··· Data for processing

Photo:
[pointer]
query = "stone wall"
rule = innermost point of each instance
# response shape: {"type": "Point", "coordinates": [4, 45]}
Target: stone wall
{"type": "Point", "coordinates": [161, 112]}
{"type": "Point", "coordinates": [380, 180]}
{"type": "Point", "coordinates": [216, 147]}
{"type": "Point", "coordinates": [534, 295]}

······

What this task involves> Please return the records above in their exact form.

Solution for this task>
Photo:
[pointer]
query = "stone wall"
rule = innermost point of each instance
# response shape: {"type": "Point", "coordinates": [4, 45]}
Target: stone wall
{"type": "Point", "coordinates": [161, 112]}
{"type": "Point", "coordinates": [380, 180]}
{"type": "Point", "coordinates": [216, 147]}
{"type": "Point", "coordinates": [534, 295]}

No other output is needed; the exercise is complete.